START INPUT
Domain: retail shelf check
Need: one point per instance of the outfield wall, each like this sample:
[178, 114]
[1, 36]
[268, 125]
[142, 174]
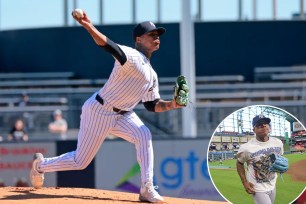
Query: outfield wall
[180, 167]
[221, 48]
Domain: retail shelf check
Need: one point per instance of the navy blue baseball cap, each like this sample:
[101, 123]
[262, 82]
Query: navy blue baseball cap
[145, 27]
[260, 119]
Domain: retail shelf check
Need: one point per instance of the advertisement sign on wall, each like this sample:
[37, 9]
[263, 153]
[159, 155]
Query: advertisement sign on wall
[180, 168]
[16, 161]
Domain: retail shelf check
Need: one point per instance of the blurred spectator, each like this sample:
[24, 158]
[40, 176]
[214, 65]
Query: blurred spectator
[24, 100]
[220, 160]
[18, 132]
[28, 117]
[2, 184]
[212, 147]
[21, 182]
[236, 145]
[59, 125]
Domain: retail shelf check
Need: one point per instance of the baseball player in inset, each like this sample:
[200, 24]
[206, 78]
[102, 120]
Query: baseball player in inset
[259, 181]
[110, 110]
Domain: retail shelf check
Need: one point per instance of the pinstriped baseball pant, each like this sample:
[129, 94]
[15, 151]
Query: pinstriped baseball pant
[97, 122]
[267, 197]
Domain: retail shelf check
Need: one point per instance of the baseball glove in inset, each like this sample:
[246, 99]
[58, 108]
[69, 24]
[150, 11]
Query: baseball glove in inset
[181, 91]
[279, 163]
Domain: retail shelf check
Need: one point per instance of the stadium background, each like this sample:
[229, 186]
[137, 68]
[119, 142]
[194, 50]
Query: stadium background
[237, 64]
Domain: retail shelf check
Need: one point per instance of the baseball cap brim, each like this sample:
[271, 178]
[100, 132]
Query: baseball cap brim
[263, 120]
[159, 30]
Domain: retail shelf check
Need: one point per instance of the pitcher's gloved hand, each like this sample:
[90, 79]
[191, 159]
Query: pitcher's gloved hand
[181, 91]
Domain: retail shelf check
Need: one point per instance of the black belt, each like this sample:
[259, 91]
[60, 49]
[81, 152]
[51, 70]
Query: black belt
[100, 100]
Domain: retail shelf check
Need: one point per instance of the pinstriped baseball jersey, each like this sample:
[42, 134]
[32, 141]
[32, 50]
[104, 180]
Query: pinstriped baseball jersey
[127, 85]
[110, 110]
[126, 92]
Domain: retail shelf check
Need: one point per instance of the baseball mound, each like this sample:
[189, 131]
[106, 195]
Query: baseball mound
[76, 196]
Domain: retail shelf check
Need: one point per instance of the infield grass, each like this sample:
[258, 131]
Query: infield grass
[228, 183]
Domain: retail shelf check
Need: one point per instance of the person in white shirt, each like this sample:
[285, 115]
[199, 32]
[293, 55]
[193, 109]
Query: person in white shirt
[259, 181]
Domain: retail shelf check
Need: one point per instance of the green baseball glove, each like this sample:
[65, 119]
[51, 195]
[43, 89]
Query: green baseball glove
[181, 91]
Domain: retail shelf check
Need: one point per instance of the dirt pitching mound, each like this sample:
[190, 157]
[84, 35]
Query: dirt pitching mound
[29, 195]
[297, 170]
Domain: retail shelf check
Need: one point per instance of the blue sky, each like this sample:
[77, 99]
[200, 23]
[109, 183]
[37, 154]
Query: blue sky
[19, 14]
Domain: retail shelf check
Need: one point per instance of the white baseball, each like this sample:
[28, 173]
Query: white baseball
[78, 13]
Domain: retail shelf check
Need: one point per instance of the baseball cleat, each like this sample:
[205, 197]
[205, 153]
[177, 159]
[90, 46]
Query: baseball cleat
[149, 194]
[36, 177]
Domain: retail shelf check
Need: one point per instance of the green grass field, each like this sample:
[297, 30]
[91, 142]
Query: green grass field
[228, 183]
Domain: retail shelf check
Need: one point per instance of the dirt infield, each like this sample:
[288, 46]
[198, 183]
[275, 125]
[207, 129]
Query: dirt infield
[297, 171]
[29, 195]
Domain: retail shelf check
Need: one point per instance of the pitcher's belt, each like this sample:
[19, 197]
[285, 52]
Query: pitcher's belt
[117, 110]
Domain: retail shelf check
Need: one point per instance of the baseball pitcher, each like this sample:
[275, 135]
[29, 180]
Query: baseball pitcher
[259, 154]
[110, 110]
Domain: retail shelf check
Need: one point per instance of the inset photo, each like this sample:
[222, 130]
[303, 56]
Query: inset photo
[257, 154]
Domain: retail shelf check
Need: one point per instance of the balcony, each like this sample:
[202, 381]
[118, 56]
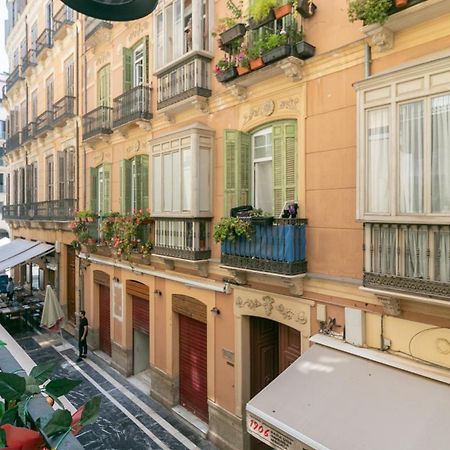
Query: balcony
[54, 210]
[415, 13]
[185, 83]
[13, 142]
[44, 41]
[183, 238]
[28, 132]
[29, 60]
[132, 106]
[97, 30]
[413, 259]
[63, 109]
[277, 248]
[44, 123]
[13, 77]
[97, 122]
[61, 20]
END INPUT
- [PROBLEM TO SOLVE]: Drop the images and quote the entries word for word.

- [WRITTEN RESPONSE]:
Domain: retail shelf check
Need: one point per instance of the outfield wall, each like this sample:
[178, 114]
[1, 36]
[268, 125]
[142, 174]
Query: outfield wall
[180, 167]
[221, 48]
Domain: retail shelf check
Need: one point per instance of the navy blue baseball cap, each like this sample:
[101, 123]
[262, 82]
Query: navy blue baseball cap
[145, 27]
[260, 119]
Domain: retail shelf check
Need: one point per instance of the advertisement sign on wall, each like this sample:
[37, 9]
[263, 153]
[159, 155]
Query: advertisement sign on wall
[180, 168]
[16, 161]
Domain: retail shelf check
Need: one point per instance of the blurred spectator, each like this sample:
[24, 158]
[40, 176]
[214, 65]
Query: blurred spectator
[24, 100]
[220, 160]
[18, 132]
[28, 117]
[2, 184]
[212, 147]
[21, 182]
[236, 145]
[59, 125]
Domain: retail shelf check
Need: one point per instance of the baseball player in inset, each like this sample:
[200, 24]
[206, 78]
[102, 120]
Query: baseball player in inset
[259, 181]
[110, 110]
Domain: retail shelf check
Need: one point per instance of the pinstriped baseball pant, each like this sample:
[129, 94]
[15, 151]
Query: pinstriped baseball pant
[97, 122]
[267, 197]
Domain: retail shelf check
Need: one point per instance of the baseball glove in inset, each like this sample:
[246, 99]
[58, 108]
[69, 24]
[150, 11]
Query: baseball glove in inset
[181, 91]
[279, 163]
Domain: retail shelf check
Need: one point per instance of the stadium background, each like this sample:
[229, 186]
[137, 68]
[119, 142]
[194, 50]
Query: stadium background
[237, 64]
Domain: retail shelf check
Need: one point per instance of the baseball cap brim, each like this sample:
[271, 178]
[100, 132]
Query: baseball cap brim
[263, 120]
[159, 30]
Domain: retail shelf check
Need: one point per instance of the pitcher's gloved hand, each like this sample:
[90, 79]
[191, 159]
Query: pitcher's gloved hand
[181, 91]
Domain: retail shelf check
Need: one point per instance of the black belt, each like this sample:
[259, 91]
[60, 49]
[81, 152]
[51, 70]
Query: black belt
[100, 100]
Domain: retail shelf check
Need: one point per instance of the pinstriped baseball jersey, each like this sample:
[42, 134]
[32, 141]
[32, 50]
[104, 180]
Query: pinstriped baseball jersey
[127, 85]
[110, 110]
[126, 92]
Domain: retail shelf check
Need: one point per instance of the baseball mound, each like this sample:
[189, 131]
[106, 195]
Query: baseball mound
[76, 196]
Domain: retail shelf check
Need: one point per instance of the infield grass, each like this sample:
[258, 131]
Query: infield grass
[228, 183]
Domain: retail shelf check
Need: one point per instance of the person in white shirt, each like this sample:
[285, 115]
[199, 32]
[293, 55]
[193, 109]
Query: person in white shirt
[259, 181]
Domain: retail shelf check
Need: one point per instance of the green baseball glove, each like this sample:
[65, 119]
[51, 195]
[43, 89]
Query: green baseball glove
[181, 91]
Domain: retail shelf check
Need: one point per instance of the dirt pitching mound, each like this sample:
[190, 157]
[84, 35]
Query: dirt pitching mound
[29, 195]
[297, 170]
Domain: retail shelf check
Need: one point per instance of the blue sky, each like this sample:
[77, 99]
[200, 23]
[109, 183]
[37, 154]
Query: blue sky
[19, 14]
Domain: retail shelf check
Need: one point per instance of the white baseball, each like this sample:
[28, 173]
Query: white baseball
[78, 13]
Domain: retail shelf check
Need: one point per instance of the baseball cleat, each like this sample:
[205, 197]
[205, 153]
[177, 159]
[90, 46]
Query: baseball cleat
[149, 194]
[36, 177]
Domain: retail shelf check
Need: one point per instance of the green grass field, each like this sample:
[297, 30]
[91, 142]
Query: green grass field
[228, 183]
Domain: retail shelf check
Need: one point per instance of the dirt infield, each like this sample:
[288, 46]
[198, 183]
[275, 125]
[207, 129]
Query: dirt infield
[297, 171]
[29, 195]
Domain: retail shelf check
Need: one point per instance of the pitcher's belt, each like this sample:
[19, 197]
[285, 52]
Query: pitcher's belt
[117, 110]
Domain: retail shelf check
Need: one point per instance of the baseball pitcher, each like this sample:
[275, 135]
[29, 180]
Query: baseball pitcher
[259, 154]
[110, 110]
Domain: retail shelf check
Need: one point per instance of the inset photo, each like this sample:
[222, 130]
[303, 56]
Query: inset photo
[257, 154]
Domain: retail shelf check
Need: one point per instance of the balcony, each like this sample:
[202, 381]
[118, 56]
Query: balcony
[54, 210]
[415, 13]
[185, 83]
[13, 142]
[44, 41]
[183, 238]
[28, 132]
[29, 60]
[132, 106]
[97, 30]
[413, 259]
[63, 109]
[277, 248]
[44, 123]
[13, 77]
[97, 122]
[61, 20]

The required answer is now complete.